Object point labels

------------

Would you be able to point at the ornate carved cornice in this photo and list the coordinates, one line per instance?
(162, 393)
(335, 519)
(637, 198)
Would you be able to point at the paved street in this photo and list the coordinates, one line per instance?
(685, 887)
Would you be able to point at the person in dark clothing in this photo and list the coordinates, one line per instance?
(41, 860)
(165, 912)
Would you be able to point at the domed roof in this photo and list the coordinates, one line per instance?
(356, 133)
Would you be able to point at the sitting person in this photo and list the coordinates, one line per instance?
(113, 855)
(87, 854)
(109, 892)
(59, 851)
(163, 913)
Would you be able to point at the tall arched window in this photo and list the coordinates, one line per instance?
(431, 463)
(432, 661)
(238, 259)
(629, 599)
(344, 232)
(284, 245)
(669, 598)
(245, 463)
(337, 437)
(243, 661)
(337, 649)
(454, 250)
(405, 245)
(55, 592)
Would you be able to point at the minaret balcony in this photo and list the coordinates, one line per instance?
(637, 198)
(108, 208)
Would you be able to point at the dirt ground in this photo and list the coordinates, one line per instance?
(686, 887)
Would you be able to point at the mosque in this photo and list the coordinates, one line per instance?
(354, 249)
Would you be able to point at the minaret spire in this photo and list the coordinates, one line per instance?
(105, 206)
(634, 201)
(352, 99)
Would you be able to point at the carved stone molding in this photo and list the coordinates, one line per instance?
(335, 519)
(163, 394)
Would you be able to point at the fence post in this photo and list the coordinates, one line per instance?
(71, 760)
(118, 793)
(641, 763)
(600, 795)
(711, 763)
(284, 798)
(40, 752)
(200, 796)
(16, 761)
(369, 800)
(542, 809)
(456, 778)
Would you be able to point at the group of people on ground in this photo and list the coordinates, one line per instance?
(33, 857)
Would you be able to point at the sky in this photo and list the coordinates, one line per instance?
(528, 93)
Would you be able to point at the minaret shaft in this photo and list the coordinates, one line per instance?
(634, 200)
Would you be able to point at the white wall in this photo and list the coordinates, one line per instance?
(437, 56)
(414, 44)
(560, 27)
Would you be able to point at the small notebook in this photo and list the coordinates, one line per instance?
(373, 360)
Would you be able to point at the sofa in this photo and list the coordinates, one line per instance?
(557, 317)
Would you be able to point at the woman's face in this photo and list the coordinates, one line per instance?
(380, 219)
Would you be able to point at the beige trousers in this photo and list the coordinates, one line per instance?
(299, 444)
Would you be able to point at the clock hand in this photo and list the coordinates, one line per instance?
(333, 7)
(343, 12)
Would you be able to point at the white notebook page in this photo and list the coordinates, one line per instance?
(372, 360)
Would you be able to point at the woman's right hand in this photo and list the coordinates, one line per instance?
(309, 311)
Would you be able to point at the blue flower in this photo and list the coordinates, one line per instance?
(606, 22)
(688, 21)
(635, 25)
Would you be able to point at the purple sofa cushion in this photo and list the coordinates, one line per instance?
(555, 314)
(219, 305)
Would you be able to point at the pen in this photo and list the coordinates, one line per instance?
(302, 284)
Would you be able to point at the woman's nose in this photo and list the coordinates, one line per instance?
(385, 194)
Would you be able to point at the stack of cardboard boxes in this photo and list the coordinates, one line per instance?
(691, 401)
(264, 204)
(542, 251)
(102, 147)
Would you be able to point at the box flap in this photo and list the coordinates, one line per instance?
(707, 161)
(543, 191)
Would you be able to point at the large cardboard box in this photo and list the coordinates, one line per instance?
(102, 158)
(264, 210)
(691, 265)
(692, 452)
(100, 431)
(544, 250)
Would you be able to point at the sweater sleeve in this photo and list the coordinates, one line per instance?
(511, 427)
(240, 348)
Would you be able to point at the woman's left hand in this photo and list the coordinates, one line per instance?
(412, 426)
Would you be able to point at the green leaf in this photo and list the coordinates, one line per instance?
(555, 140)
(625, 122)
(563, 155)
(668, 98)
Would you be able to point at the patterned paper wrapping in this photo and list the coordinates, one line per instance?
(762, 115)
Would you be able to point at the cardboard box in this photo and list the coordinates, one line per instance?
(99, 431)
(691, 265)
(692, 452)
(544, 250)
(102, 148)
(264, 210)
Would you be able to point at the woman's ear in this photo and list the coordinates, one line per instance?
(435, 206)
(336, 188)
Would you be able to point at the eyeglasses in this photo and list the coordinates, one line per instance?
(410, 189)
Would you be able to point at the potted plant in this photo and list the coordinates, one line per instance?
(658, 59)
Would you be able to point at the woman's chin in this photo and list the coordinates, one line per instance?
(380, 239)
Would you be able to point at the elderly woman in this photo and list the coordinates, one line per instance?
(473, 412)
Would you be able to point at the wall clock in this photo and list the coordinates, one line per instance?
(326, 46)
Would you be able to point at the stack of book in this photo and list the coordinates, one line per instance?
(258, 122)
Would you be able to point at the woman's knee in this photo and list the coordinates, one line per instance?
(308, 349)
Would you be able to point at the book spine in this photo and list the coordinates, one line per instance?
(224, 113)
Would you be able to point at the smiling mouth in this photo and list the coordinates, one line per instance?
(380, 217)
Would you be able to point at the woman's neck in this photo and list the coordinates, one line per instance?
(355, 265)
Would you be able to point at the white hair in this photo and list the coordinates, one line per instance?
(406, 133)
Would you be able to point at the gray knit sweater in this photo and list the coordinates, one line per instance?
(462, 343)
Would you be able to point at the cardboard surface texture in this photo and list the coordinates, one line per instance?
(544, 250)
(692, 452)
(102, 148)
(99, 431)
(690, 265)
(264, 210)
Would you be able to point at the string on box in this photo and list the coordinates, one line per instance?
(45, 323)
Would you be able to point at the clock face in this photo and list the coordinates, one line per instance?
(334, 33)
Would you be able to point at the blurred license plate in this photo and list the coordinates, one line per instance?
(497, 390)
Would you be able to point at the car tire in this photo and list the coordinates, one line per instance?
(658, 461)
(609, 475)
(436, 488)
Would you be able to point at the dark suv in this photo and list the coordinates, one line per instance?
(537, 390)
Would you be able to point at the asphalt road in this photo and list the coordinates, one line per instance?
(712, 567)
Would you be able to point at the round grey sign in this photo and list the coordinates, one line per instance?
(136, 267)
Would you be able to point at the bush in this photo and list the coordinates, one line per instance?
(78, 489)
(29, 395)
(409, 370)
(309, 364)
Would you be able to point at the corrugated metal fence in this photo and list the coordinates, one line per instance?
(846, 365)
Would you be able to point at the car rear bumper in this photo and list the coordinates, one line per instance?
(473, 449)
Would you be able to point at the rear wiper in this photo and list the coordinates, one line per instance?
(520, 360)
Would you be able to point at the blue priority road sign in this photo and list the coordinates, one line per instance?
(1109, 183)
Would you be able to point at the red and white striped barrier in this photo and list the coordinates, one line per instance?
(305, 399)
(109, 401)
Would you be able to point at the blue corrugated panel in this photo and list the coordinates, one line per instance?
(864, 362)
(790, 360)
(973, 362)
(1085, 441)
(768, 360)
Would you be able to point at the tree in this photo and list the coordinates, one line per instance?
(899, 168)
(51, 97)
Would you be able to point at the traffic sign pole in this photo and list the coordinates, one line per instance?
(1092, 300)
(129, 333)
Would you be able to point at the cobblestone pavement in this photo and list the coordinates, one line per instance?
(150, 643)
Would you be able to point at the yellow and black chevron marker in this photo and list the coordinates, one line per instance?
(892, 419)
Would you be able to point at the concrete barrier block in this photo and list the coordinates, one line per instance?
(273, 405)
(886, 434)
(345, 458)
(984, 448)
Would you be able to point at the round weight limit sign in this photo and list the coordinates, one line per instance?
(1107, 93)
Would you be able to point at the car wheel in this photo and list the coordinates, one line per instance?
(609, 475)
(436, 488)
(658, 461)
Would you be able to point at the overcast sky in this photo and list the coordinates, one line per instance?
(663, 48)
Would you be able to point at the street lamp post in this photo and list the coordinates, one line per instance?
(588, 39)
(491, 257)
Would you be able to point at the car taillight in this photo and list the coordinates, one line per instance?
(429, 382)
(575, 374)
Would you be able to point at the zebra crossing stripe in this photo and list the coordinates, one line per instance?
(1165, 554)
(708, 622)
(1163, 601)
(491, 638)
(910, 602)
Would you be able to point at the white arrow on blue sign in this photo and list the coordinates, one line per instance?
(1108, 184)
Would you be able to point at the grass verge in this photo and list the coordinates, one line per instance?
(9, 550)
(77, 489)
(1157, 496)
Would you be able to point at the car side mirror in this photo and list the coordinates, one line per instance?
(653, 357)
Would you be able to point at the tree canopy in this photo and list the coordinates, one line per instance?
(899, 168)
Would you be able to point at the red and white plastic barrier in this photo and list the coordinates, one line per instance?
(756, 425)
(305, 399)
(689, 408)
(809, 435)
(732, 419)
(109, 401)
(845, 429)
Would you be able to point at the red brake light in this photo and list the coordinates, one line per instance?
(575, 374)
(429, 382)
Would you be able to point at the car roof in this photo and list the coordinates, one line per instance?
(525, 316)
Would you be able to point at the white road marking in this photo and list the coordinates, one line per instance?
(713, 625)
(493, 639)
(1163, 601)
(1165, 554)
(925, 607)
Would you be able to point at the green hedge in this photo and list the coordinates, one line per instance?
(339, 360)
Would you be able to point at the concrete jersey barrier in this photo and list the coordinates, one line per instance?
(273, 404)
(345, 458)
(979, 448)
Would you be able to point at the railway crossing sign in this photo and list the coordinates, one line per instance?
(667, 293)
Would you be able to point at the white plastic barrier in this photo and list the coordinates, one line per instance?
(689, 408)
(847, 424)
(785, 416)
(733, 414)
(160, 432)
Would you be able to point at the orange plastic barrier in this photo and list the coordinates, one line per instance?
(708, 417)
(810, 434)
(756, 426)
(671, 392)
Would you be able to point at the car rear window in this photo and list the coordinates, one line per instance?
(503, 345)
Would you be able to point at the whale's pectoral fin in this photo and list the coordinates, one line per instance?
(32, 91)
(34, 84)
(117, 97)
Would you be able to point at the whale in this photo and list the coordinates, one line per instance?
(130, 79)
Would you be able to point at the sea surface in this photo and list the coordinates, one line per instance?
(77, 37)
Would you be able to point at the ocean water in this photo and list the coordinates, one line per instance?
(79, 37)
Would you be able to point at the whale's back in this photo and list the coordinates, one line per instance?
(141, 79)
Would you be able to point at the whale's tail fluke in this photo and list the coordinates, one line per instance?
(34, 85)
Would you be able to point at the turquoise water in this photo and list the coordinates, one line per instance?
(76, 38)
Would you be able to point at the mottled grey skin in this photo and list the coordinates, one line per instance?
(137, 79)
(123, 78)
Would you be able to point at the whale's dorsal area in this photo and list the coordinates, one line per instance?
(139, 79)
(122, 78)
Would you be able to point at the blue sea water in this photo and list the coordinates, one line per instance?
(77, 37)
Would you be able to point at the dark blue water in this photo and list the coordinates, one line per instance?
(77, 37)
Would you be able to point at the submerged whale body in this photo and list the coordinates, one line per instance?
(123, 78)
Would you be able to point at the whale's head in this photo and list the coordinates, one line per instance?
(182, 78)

------------

- **What is needed**
Beginning at the line that holds "Would you be able to point at the whale's back", reproduce each line of the records above down to and including the last one.

- **Task result**
Would you be able to point at the whale's back in this photo and list the coordinates, one line per instance?
(141, 79)
Would you be able to point at the whale's tail fluke in this photo and list the coordinates, one line per instance?
(34, 85)
Would you be able to point at the turquoise water in this photo and list the coordinates, one line per instance?
(76, 38)
Would you be able to point at the mottled grey skin in this photo and list the coordinates, one line per instance?
(137, 79)
(123, 78)
Would you be able to point at the whale's dorsal area in this photo and list the coordinates, one line per instance?
(139, 79)
(122, 78)
Would you be able to point at the blue sea water in this photo and list the coordinates, one line per instance?
(77, 37)
Would you be able to point at the dark blue water in this photo and list the coordinates, one line per instance?
(77, 37)
Would you be able to point at the submerged whale body in this photo and list the coordinates, one line per instance?
(123, 78)
Would you be able to point at the whale's head in this photo and list the coordinates, one line per instance?
(182, 78)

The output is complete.